Work item A >>
Translate this sentence from the article on surprise medical bills into Spanish: "Although the details get complicated, it’s actually pretty simple on the patient side."
Work item B >>
Continue the article on surprise medical bills from the point where it stops.

Page text: Begin

No More Surprises
Complete Coverage
By: TAHP | Monday, January 3, 2022
by Blake Hutson, Jamie Dudensing
Looking for some good news to start the year? We’ve got you covered. After a years-long debate, the end of unfair and outrageous surprise medical bills is finally here.
Surprise medical bills happen when patients don’t have the opportunity to select their provider, such as in a medical emergency, and are billed for out-of-network services even though they had no choice in the matter. Without an incentive to bill a fair price, some providers take this opportunity to bill patients outrageous amounts that are stressful to handle, drain the bank, and far too often result in medical debt.
Texans may remember the state legislature tackling the issue in past legislative sessions, but under a new federal law called the No Surprises Act, every American with health insurance is now protected from these bills. Although the details get complicated, it’s actually pretty simple on the patient side. Let’s go over some scenarios:
- If you need emergency care and it turns out the ER doc wasn’t in your insurance network, that doctor is prohibited from sending you bills outside of the deductible and other cost sharing limits you expected to incur.
- Same goes for planned procedures like a knee surgery where your surgeon is in network but you never knew to ask about an assistant surgeon who walked into the room and wants to bill you too.

Page text: End
Listed entries: Begin

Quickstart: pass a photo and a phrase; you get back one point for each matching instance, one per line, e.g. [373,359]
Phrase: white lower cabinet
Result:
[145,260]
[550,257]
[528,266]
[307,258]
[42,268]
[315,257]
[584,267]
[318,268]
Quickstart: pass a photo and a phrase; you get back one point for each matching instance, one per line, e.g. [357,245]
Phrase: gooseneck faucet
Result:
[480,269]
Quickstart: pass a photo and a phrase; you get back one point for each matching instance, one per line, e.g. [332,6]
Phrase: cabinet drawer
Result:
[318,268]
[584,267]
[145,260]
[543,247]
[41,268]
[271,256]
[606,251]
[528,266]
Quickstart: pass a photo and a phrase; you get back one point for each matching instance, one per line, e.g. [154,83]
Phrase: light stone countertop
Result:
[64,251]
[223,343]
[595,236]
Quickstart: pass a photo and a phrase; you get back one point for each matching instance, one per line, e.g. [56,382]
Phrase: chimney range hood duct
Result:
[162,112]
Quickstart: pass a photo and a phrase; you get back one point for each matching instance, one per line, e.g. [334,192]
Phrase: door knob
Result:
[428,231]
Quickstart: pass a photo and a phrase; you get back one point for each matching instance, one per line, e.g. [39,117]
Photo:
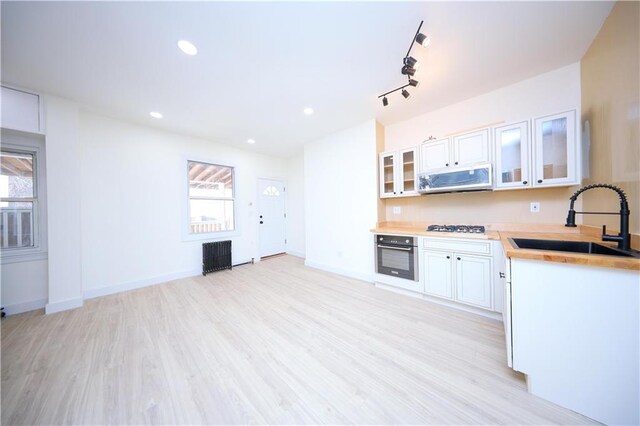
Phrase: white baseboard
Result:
[340,271]
[64,305]
[296,253]
[18,308]
[132,285]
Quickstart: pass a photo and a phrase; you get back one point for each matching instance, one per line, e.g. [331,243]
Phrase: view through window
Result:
[211,198]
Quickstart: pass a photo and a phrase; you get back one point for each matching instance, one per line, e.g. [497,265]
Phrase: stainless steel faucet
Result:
[623,238]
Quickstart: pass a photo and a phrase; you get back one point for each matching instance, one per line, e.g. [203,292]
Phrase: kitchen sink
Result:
[571,247]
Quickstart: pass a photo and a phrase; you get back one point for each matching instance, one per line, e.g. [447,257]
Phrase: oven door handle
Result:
[396,248]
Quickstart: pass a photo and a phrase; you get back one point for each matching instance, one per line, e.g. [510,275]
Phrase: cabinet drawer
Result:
[463,246]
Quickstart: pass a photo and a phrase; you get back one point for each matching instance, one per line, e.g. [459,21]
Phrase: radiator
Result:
[216,256]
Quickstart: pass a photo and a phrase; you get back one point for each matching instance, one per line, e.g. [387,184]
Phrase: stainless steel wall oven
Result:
[396,256]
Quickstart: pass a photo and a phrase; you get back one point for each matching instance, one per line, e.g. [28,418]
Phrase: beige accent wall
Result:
[379,149]
[610,77]
[483,207]
[552,92]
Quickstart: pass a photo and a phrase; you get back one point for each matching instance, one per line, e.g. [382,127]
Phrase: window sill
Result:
[26,256]
[210,236]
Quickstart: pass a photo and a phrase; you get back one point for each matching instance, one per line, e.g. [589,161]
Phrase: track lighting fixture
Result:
[409,67]
[411,62]
[407,70]
[422,39]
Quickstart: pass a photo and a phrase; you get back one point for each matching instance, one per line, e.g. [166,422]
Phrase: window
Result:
[18,199]
[211,198]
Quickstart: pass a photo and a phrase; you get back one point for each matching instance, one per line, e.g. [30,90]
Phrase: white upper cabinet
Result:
[471,148]
[511,144]
[435,154]
[461,150]
[545,156]
[555,150]
[387,174]
[21,110]
[398,173]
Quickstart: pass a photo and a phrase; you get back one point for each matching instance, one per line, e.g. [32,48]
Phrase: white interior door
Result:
[271,217]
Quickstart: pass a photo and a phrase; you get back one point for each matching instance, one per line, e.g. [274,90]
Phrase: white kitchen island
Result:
[576,335]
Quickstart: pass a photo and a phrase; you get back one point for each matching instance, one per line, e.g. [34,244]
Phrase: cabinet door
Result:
[512,155]
[408,172]
[387,174]
[435,155]
[555,150]
[473,280]
[438,274]
[471,148]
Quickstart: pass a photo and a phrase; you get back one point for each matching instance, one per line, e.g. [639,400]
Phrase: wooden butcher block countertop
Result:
[503,232]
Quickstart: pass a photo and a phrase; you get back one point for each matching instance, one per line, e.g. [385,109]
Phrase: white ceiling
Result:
[260,64]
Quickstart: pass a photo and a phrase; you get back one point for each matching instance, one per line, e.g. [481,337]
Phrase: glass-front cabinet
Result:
[398,173]
[512,155]
[546,155]
[387,174]
[555,149]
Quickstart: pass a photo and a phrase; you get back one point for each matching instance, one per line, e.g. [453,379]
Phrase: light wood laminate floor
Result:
[275,342]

Listed entries: End

Exercise result A >>
Aunque los detalles se complican, en realidad es bastante sencillo para el paciente.

Exercise result B >>
- What about those anesthesiologists bills where, try as you might, you can never figure out who is actually going to provide the service on the day of the surgery? Banned as well!
Basically, if you don’t get to decide on who treats you and you don’t waive away these protections, you shouldn’t get these extra bills. But, if you can imagine a world in which these bills existed in the first place, you can probably imagine that some physicians are going to try to get around the new law. That’s where this waiver idea comes in — and you should be very wary of signing a form that looks anything like this model notice.
Sneaky health care providers may try to present this form to you ahead of a surgery to get you to sign away your rights to these new protections. Don’t sign it. Call your insurance plan and call their bluff. It’s not fair to ask patients under duress to give up these new rights that we’ve all been demanding for so many years.
As stated on the model form, “You aren’t required to sign this form and shouldn’t sign it if you didn’t have a choice of health care provider when you received care.” In the case of a planned surgery, you’ve probably worked out the insurance and payment details weeks in advance with your primary surgeon’s office. But it’s those pesky ancillary providers that may try to slide this form in front of you at the last minute and you and your surgeon should both be appalled.
It’s unclear how enforcement of the new law is going to work and if Texas will step up to make sure that health care providers are following the law. If you do still get a surprise bill that you think runs afoul of the new law, first off, don’t pay it. Call your health care provider’s office and remind them of the new law. Then call your health plan and let them know what’s going on.
You can also file a complaint with the provider’s licensing board. For Texas physicians, that’s the Texas Medical Board, and you can file that complaint using an online form. For hospitals and other medical facilities, you can complain to the Texas Health and Human Services Commission.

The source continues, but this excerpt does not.